* **Written request**: Identify each line in the records below that contains the string "christmas", matching case, and copy those lines.

(Lines of data)
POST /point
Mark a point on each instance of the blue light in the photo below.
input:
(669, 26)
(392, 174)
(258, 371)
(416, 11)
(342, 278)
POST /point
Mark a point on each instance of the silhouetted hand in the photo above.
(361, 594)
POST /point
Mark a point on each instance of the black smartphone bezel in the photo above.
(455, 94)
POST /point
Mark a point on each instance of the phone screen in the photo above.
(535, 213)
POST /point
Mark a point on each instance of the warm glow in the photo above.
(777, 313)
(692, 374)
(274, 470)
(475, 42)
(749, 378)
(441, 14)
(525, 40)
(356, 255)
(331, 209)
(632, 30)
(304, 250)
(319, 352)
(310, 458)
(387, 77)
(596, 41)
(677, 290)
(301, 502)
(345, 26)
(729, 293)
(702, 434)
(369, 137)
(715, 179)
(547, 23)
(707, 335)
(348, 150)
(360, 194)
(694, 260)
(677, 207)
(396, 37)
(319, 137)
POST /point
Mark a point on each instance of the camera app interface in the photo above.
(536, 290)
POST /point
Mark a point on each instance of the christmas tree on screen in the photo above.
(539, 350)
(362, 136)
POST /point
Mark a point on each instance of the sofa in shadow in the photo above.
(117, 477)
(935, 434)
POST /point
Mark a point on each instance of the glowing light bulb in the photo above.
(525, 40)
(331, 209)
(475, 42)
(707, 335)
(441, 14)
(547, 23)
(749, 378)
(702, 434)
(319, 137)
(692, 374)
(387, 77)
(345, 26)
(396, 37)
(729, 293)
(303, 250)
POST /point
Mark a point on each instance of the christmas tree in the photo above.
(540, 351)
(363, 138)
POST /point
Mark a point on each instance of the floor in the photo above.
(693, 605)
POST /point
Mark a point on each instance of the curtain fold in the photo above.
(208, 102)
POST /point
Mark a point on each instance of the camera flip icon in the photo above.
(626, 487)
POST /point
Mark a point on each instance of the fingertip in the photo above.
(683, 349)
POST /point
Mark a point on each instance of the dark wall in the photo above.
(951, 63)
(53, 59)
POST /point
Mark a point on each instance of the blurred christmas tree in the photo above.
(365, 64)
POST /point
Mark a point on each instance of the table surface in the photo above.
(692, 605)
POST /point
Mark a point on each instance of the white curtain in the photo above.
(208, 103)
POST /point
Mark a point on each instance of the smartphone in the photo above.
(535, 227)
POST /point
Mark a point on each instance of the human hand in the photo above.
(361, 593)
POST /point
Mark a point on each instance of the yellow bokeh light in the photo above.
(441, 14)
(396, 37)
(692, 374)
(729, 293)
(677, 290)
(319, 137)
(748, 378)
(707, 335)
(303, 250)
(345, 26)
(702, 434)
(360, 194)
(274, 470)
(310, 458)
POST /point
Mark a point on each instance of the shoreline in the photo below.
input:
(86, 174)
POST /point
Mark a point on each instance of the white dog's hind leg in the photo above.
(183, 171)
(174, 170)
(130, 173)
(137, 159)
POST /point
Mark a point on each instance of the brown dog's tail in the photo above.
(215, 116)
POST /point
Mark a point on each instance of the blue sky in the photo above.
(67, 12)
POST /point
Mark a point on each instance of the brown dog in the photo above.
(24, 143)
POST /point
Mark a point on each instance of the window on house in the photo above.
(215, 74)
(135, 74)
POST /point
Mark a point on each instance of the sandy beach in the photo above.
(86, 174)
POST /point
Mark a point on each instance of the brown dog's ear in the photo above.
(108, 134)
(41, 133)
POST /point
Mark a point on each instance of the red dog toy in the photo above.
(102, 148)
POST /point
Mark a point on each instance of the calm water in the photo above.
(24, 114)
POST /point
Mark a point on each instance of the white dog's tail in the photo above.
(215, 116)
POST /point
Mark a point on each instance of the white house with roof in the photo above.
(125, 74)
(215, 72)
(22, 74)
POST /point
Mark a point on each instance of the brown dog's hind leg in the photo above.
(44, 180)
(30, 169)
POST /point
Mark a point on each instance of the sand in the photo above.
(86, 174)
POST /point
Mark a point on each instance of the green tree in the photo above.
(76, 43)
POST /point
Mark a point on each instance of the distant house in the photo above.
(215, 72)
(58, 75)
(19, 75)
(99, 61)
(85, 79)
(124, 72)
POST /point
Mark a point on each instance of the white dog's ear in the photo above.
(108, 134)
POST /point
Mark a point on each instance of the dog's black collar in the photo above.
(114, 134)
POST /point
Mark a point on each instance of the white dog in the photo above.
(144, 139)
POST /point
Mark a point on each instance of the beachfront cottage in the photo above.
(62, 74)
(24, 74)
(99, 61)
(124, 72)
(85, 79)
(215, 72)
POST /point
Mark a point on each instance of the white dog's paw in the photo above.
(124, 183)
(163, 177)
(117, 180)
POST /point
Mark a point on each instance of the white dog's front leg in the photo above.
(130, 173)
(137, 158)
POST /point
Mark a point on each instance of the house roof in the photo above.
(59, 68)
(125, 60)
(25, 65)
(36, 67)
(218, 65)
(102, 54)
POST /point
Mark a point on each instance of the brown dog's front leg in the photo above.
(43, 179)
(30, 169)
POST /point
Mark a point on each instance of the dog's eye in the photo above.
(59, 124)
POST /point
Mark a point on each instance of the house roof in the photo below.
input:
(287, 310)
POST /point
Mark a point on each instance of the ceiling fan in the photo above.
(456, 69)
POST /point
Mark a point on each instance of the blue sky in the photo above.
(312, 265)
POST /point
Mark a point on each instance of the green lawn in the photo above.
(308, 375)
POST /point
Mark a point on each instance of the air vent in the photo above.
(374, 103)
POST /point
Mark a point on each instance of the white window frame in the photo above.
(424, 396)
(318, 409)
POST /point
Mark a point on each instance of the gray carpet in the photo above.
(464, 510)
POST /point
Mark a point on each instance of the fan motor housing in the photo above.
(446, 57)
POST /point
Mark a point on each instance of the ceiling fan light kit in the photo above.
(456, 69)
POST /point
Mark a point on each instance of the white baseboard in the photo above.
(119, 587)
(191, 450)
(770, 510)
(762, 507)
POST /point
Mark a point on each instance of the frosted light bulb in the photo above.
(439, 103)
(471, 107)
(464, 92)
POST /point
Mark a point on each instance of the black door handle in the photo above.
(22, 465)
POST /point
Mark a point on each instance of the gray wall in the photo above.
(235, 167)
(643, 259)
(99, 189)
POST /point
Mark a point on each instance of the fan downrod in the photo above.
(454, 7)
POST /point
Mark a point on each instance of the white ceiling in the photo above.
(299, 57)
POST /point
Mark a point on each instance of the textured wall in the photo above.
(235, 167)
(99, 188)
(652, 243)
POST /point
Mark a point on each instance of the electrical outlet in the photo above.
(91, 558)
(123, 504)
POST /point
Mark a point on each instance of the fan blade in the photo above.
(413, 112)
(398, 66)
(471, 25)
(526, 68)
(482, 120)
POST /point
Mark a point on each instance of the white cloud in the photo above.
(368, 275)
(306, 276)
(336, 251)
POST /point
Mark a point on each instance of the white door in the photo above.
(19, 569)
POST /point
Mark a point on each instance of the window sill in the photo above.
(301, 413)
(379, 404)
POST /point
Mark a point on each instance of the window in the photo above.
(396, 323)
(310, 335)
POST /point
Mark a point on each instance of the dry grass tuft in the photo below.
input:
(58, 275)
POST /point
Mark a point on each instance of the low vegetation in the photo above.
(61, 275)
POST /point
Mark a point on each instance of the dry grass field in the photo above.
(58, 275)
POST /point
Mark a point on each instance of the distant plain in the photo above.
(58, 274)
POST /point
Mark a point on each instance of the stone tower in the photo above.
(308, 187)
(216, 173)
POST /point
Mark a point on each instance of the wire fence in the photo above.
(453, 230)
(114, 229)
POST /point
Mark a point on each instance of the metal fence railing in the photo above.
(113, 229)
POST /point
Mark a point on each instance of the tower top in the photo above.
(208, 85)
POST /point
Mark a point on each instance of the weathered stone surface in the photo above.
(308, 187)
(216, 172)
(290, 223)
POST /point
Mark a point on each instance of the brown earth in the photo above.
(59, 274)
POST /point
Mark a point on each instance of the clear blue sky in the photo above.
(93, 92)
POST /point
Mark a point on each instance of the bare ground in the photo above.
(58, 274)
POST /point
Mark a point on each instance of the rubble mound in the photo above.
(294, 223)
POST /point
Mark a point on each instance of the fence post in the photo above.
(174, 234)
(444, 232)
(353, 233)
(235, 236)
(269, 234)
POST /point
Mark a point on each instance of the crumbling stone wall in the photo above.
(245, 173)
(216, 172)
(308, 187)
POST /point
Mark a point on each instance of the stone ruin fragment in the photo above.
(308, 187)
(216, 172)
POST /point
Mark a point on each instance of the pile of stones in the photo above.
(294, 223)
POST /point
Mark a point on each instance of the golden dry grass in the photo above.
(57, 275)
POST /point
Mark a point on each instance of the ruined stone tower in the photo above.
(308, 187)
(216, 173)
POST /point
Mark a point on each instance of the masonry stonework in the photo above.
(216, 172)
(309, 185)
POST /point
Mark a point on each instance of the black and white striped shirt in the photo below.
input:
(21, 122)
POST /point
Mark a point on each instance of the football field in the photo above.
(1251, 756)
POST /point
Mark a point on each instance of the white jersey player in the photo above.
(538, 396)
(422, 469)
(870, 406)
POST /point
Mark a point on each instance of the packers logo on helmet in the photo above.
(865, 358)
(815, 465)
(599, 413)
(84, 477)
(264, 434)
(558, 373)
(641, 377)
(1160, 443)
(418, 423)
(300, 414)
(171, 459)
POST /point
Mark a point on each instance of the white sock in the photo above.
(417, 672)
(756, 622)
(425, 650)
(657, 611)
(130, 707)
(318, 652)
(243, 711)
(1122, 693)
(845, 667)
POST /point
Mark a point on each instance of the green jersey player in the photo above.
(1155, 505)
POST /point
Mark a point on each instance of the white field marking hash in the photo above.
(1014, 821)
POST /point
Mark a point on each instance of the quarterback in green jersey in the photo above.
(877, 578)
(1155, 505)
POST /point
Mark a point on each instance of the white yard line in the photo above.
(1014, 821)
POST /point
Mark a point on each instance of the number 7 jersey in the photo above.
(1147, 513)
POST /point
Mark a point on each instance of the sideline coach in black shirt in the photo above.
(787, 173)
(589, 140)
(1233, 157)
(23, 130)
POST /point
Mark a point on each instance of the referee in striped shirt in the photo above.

* **Task response**:
Mark a point on each instance of the christmas tree on screen in the photo above.
Mark a point on each instance of the christmas tree in the photo above.
Mark a point on each instance of the blurred christmas tree in the photo above.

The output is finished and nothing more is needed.